Work to complete: Pick out every line of the entries below where "coat" occurs, and copy those lines.
(Excerpted records begins)
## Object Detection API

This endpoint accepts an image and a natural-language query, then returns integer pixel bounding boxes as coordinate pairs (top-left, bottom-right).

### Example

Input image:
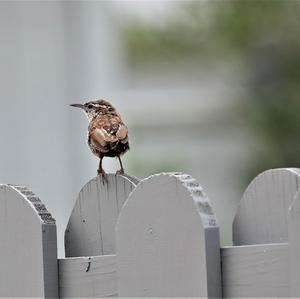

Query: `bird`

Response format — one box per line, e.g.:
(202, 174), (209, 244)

(70, 99), (129, 176)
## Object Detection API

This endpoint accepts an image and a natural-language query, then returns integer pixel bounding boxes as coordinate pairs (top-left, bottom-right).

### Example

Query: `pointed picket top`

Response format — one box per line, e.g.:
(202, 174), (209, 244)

(116, 172), (221, 298)
(233, 168), (300, 246)
(65, 174), (139, 257)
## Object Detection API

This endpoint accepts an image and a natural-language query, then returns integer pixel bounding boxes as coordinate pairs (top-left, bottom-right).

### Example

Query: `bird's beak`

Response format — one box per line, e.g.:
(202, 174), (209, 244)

(70, 103), (84, 109)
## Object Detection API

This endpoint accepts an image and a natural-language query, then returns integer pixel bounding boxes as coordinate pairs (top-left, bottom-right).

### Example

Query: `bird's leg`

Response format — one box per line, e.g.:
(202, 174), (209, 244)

(116, 156), (125, 175)
(97, 156), (108, 184)
(97, 156), (104, 174)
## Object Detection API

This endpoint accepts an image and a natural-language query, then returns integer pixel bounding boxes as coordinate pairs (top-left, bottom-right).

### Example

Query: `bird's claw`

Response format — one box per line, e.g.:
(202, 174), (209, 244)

(116, 169), (125, 175)
(97, 169), (108, 184)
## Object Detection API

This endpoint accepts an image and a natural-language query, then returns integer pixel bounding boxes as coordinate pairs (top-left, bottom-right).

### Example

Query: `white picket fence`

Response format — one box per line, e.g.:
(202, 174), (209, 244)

(0, 168), (300, 298)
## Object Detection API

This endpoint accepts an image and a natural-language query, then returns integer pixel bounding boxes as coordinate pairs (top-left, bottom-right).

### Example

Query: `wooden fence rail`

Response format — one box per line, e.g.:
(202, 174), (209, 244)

(0, 168), (299, 298)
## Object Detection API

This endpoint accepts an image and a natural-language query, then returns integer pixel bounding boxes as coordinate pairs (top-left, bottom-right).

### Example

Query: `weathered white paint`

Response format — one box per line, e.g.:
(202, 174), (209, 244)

(288, 188), (300, 297)
(0, 184), (58, 298)
(233, 168), (300, 245)
(116, 173), (221, 298)
(65, 174), (138, 257)
(59, 255), (117, 298)
(221, 243), (289, 298)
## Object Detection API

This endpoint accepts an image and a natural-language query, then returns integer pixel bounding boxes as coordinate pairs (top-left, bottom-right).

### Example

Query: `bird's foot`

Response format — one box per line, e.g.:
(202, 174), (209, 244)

(116, 169), (125, 176)
(97, 168), (108, 184)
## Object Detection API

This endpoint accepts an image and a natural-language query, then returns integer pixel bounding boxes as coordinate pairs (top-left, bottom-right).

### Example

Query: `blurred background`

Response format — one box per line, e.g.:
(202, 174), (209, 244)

(0, 0), (299, 257)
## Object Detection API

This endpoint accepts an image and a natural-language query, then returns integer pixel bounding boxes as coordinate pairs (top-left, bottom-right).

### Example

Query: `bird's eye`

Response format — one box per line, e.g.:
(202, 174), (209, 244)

(108, 107), (113, 111)
(87, 104), (93, 109)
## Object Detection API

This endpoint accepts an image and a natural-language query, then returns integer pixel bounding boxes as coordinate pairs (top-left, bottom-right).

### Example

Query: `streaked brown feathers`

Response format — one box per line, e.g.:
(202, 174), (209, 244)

(87, 101), (129, 158)
(71, 98), (129, 174)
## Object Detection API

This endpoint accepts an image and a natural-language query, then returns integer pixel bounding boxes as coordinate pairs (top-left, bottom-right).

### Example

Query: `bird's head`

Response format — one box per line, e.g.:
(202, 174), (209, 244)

(70, 99), (116, 120)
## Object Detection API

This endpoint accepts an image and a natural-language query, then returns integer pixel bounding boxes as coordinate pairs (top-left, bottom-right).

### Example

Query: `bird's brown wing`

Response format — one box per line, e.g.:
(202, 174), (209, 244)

(89, 115), (128, 152)
(116, 124), (129, 143)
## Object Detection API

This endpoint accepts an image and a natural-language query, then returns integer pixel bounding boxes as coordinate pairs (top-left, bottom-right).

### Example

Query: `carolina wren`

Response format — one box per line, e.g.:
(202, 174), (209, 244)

(70, 99), (129, 175)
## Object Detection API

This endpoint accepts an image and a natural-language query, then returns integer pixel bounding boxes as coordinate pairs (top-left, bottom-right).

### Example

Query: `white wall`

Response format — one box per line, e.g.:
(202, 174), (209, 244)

(0, 1), (123, 256)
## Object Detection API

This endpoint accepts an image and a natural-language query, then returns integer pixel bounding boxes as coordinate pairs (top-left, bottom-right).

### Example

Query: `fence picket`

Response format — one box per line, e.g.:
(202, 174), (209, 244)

(0, 184), (58, 298)
(288, 189), (300, 297)
(116, 173), (222, 298)
(0, 168), (299, 298)
(233, 168), (300, 245)
(65, 174), (138, 257)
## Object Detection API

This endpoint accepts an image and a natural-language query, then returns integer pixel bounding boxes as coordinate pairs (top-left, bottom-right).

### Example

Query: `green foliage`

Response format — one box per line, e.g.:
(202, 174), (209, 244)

(211, 0), (289, 51)
(122, 0), (300, 64)
(122, 0), (300, 181)
(122, 15), (206, 65)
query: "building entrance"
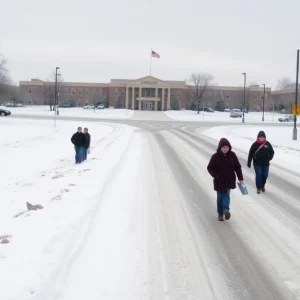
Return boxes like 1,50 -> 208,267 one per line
142,102 -> 153,110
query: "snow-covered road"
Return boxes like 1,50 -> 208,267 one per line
47,124 -> 299,299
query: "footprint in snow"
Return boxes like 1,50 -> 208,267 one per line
78,169 -> 90,173
52,174 -> 64,179
51,195 -> 62,201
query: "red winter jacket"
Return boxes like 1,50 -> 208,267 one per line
207,138 -> 244,192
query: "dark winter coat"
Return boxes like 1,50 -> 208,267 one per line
84,133 -> 91,149
71,132 -> 86,147
207,138 -> 244,192
247,131 -> 274,166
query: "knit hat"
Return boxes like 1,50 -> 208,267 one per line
257,131 -> 266,138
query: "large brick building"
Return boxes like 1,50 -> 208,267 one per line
19,75 -> 275,111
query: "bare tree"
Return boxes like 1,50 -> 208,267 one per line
43,70 -> 63,111
0,55 -> 11,99
249,81 -> 258,87
276,77 -> 292,90
87,90 -> 107,110
0,55 -> 10,84
187,72 -> 214,114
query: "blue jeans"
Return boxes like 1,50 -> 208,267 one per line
74,146 -> 84,163
254,165 -> 269,189
83,148 -> 87,161
216,189 -> 231,216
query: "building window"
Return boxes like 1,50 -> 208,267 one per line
64,88 -> 69,95
28,87 -> 32,93
72,88 -> 76,95
85,88 -> 89,95
79,88 -> 82,96
226,95 -> 230,99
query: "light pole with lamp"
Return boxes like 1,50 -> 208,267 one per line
262,84 -> 265,121
293,50 -> 299,141
242,73 -> 246,123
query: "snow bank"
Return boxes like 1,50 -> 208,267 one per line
165,110 -> 283,123
0,118 -> 134,300
202,125 -> 300,174
1,105 -> 133,119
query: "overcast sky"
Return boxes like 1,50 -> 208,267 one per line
1,0 -> 299,88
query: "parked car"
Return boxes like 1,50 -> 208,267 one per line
230,109 -> 242,118
5,102 -> 23,107
278,114 -> 294,122
224,108 -> 230,112
59,103 -> 72,108
202,107 -> 214,112
0,108 -> 11,116
83,105 -> 95,109
97,104 -> 105,109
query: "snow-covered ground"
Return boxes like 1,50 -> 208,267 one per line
165,110 -> 284,123
1,105 -> 133,119
2,116 -> 300,299
202,125 -> 300,175
0,117 -> 134,300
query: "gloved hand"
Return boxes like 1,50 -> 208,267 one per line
247,162 -> 251,168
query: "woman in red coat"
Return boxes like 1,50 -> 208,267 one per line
207,138 -> 244,221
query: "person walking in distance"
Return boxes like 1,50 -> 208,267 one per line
207,138 -> 244,221
247,131 -> 274,194
83,127 -> 91,161
71,127 -> 86,164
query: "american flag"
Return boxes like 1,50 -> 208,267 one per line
152,50 -> 160,58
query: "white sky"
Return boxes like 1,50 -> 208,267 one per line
1,0 -> 299,88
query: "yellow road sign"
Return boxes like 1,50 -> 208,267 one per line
292,104 -> 300,116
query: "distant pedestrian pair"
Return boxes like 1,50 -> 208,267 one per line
71,127 -> 91,164
207,130 -> 274,221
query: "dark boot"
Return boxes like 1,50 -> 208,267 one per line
218,215 -> 224,221
224,210 -> 231,220
261,186 -> 265,193
257,189 -> 261,194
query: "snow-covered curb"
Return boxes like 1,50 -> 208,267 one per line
2,106 -> 134,119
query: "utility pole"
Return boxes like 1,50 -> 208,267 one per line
293,50 -> 299,140
242,73 -> 246,123
262,84 -> 265,121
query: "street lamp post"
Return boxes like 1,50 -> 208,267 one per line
293,50 -> 299,141
54,67 -> 60,127
242,73 -> 246,123
262,84 -> 265,122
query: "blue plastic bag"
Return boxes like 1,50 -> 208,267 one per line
237,182 -> 248,195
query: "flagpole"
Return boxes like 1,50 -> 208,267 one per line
150,48 -> 152,76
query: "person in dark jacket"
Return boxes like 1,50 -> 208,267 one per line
83,127 -> 91,161
207,138 -> 244,221
71,127 -> 86,164
247,131 -> 274,194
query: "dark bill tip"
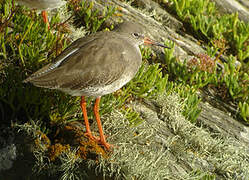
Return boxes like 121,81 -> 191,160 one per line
144,37 -> 170,49
153,42 -> 170,48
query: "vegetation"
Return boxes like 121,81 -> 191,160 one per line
1,0 -> 249,179
68,0 -> 116,32
155,0 -> 249,122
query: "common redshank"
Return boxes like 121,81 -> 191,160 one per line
16,0 -> 65,29
23,21 -> 169,149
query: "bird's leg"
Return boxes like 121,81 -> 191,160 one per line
94,97 -> 112,150
41,10 -> 50,30
80,96 -> 96,140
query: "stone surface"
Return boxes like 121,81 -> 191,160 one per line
214,0 -> 249,23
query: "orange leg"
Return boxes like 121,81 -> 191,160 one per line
80,96 -> 95,140
94,97 -> 112,150
41,10 -> 50,30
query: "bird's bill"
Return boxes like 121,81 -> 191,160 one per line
144,37 -> 170,48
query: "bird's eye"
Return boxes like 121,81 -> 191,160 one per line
133,32 -> 139,37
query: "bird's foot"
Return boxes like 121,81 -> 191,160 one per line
100,140 -> 113,150
84,132 -> 99,141
84,132 -> 113,150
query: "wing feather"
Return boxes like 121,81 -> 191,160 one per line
24,31 -> 128,91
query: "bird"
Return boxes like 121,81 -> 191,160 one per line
23,21 -> 169,150
16,0 -> 66,29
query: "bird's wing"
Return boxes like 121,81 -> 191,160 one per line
24,32 -> 130,90
24,31 -> 104,83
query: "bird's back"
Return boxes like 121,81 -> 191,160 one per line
24,31 -> 142,97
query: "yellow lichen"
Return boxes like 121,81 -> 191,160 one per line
48,143 -> 70,161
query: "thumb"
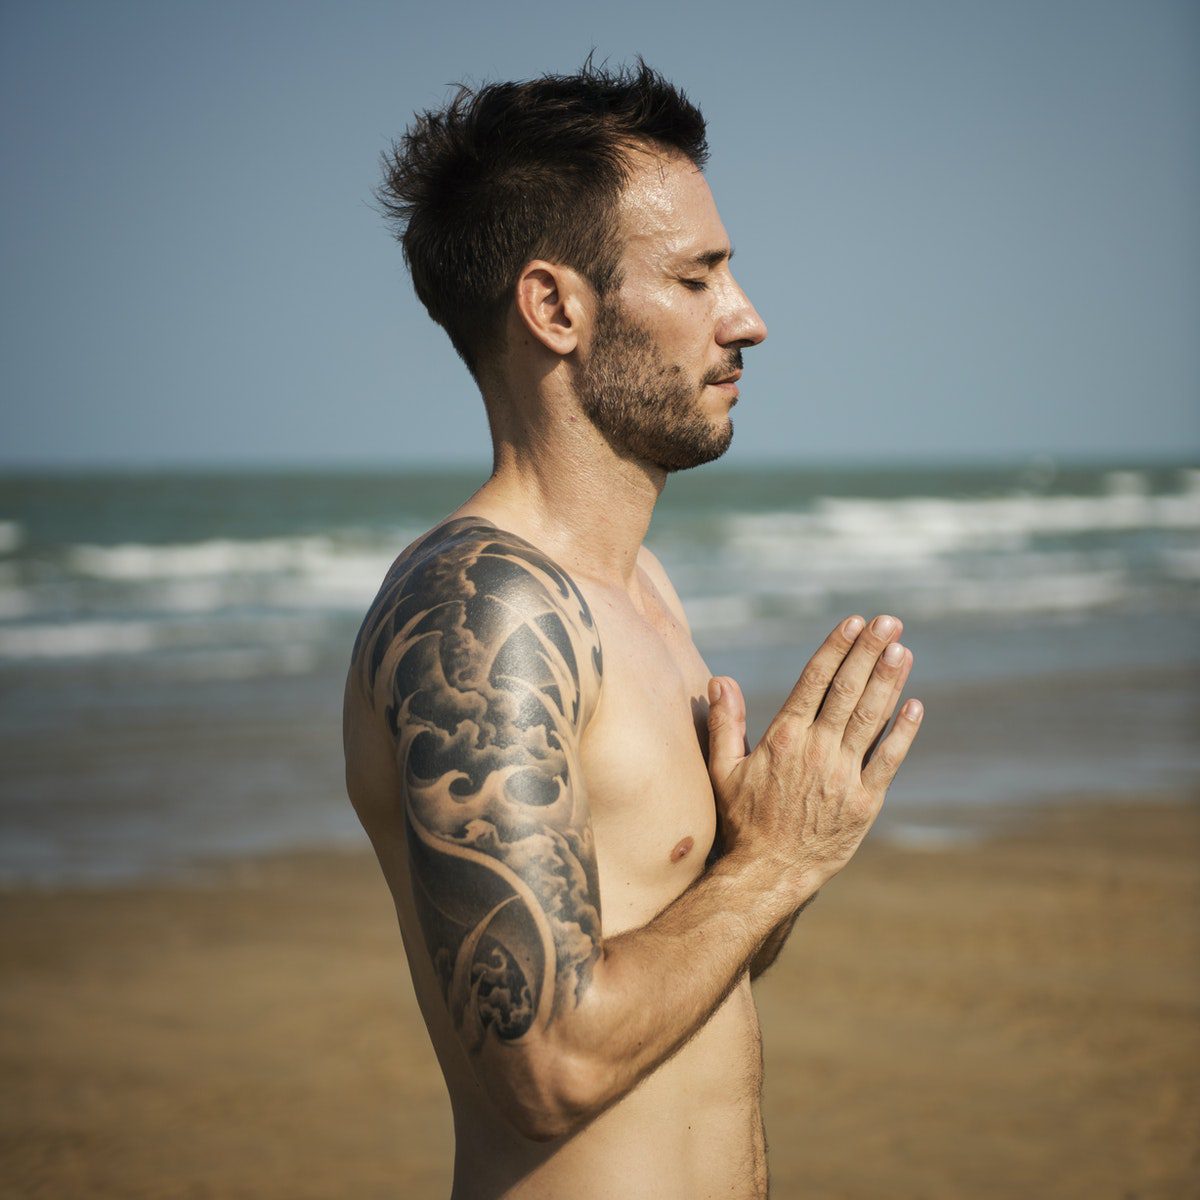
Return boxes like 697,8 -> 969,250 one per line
707,675 -> 747,786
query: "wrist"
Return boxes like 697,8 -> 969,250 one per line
717,844 -> 811,930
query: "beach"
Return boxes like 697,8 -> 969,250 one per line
1,462 -> 1197,1196
3,792 -> 1197,1199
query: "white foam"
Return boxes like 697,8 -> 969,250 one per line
719,486 -> 1200,574
14,484 -> 1196,659
66,535 -> 342,580
681,594 -> 758,634
0,612 -> 329,662
0,521 -> 23,555
903,568 -> 1130,617
1102,469 -> 1150,497
681,544 -> 1140,632
0,619 -> 163,659
661,482 -> 1200,627
63,534 -> 400,613
1160,545 -> 1200,582
0,586 -> 35,619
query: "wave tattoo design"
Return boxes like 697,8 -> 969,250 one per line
354,519 -> 604,1048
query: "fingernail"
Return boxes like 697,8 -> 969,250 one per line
843,616 -> 865,639
882,642 -> 904,666
708,678 -> 722,704
872,615 -> 897,638
903,699 -> 924,722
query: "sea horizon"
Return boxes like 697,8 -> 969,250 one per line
0,449 -> 1195,477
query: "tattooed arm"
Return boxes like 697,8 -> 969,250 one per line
353,519 -> 921,1140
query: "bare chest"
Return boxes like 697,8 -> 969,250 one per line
576,582 -> 717,934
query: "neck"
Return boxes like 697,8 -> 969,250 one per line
462,406 -> 666,591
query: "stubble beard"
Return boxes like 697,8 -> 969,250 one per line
572,295 -> 738,473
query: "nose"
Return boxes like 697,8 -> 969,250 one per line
718,278 -> 768,349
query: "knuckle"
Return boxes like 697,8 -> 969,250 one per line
827,675 -> 859,706
799,663 -> 831,694
766,719 -> 797,755
846,793 -> 874,824
802,730 -> 831,771
875,739 -> 903,771
849,701 -> 878,731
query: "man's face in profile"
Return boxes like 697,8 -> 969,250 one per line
571,151 -> 767,472
573,293 -> 740,472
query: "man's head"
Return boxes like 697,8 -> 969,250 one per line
379,59 -> 766,470
378,58 -> 708,377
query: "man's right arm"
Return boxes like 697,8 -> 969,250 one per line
354,521 -> 922,1140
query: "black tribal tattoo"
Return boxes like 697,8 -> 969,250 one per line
353,519 -> 604,1048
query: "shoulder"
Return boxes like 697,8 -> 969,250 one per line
636,543 -> 690,631
352,517 -> 604,735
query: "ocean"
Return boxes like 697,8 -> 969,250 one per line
1,460 -> 1197,883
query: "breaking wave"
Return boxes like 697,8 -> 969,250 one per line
0,466 -> 1196,668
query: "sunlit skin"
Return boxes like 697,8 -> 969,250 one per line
473,147 -> 767,567
606,146 -> 766,420
344,147 -> 922,1200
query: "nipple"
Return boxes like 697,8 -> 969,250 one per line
670,836 -> 694,864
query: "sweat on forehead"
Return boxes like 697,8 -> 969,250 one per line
616,154 -> 730,263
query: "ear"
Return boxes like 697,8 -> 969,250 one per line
514,260 -> 590,357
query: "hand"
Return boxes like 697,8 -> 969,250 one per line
705,614 -> 923,901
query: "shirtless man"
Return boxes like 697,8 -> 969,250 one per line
343,61 -> 923,1198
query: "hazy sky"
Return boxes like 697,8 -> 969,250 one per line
2,0 -> 1197,467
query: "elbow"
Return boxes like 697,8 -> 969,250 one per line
487,1045 -> 614,1143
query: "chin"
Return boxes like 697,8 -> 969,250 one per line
658,420 -> 734,474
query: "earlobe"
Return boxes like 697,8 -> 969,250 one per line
515,261 -> 584,357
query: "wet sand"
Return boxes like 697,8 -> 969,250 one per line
2,794 -> 1198,1199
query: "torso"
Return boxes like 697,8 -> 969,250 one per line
343,514 -> 767,1200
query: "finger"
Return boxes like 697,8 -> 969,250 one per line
768,616 -> 865,735
842,641 -> 908,754
861,698 -> 924,795
863,647 -> 913,764
707,675 -> 748,787
814,614 -> 903,733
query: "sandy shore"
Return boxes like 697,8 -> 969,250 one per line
2,794 -> 1198,1199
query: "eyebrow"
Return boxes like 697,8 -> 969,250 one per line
684,246 -> 735,269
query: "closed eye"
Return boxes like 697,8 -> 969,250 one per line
679,278 -> 708,292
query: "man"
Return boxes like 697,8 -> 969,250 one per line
343,60 -> 922,1199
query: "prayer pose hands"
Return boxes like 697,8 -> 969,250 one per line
706,615 -> 922,902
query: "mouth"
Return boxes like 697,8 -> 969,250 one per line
707,370 -> 741,401
709,370 -> 742,386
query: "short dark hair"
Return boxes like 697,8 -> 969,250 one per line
376,57 -> 708,377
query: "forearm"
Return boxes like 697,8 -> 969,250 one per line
486,850 -> 802,1137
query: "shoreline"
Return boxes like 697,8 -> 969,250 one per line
4,654 -> 1197,890
2,791 -> 1198,1198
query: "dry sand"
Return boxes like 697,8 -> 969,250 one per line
2,794 -> 1198,1199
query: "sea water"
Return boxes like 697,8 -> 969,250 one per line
0,460 -> 1196,883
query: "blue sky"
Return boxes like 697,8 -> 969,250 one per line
2,0 -> 1197,467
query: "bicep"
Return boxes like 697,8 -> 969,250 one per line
360,523 -> 604,1050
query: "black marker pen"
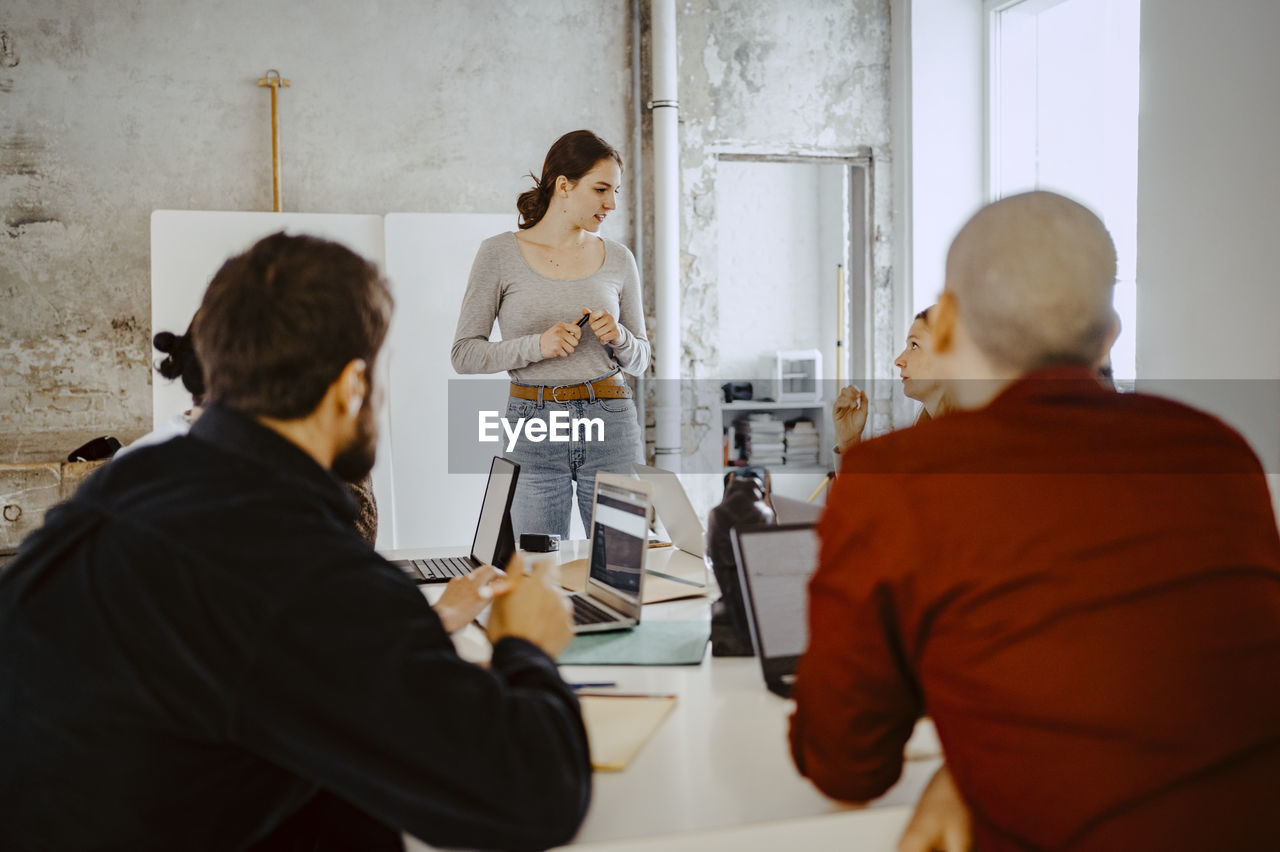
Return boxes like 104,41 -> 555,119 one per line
576,313 -> 591,328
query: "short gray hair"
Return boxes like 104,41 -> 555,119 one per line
945,191 -> 1116,371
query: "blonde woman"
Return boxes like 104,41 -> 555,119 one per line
833,307 -> 948,454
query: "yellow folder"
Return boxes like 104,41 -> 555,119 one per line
579,694 -> 677,772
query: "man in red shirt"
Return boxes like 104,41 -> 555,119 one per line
790,191 -> 1280,851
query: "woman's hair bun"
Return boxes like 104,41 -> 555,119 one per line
152,327 -> 205,398
153,330 -> 179,354
516,172 -> 552,229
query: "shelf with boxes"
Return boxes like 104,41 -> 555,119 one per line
719,400 -> 832,475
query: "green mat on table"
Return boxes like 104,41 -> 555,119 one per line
557,619 -> 710,666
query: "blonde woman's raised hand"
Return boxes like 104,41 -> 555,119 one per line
833,384 -> 869,453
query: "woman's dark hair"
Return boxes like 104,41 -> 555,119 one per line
193,232 -> 393,420
516,130 -> 623,230
153,321 -> 206,403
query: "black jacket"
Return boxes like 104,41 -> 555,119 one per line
0,404 -> 591,851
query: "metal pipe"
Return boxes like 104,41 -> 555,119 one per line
836,264 -> 845,387
631,0 -> 647,463
650,0 -> 681,472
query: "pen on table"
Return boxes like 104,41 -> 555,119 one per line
569,681 -> 617,690
574,691 -> 678,700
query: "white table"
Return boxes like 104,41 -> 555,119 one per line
565,806 -> 917,851
556,657 -> 940,848
390,542 -> 942,850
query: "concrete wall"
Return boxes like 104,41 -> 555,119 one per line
2,1 -> 896,524
1,0 -> 634,461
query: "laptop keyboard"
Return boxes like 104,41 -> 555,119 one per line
571,594 -> 618,626
403,557 -> 474,581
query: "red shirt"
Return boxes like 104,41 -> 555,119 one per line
790,367 -> 1280,850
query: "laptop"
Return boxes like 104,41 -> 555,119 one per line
568,472 -> 652,633
392,456 -> 519,584
729,522 -> 819,697
633,463 -> 708,589
633,463 -> 707,556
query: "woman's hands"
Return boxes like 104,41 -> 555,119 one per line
538,308 -> 621,359
539,321 -> 581,359
833,384 -> 869,453
581,308 -> 621,345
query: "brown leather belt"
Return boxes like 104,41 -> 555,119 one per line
509,375 -> 632,402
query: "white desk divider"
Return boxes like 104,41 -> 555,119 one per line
382,212 -> 514,551
150,210 -> 514,552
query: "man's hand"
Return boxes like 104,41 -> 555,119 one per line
833,384 -> 869,452
897,764 -> 973,852
485,553 -> 574,658
433,564 -> 508,634
582,308 -> 621,345
540,321 -> 581,359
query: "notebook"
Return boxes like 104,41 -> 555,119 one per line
(Excerpted records ends)
Task output:
query: "dark winter coat"
query: "woman in red coat"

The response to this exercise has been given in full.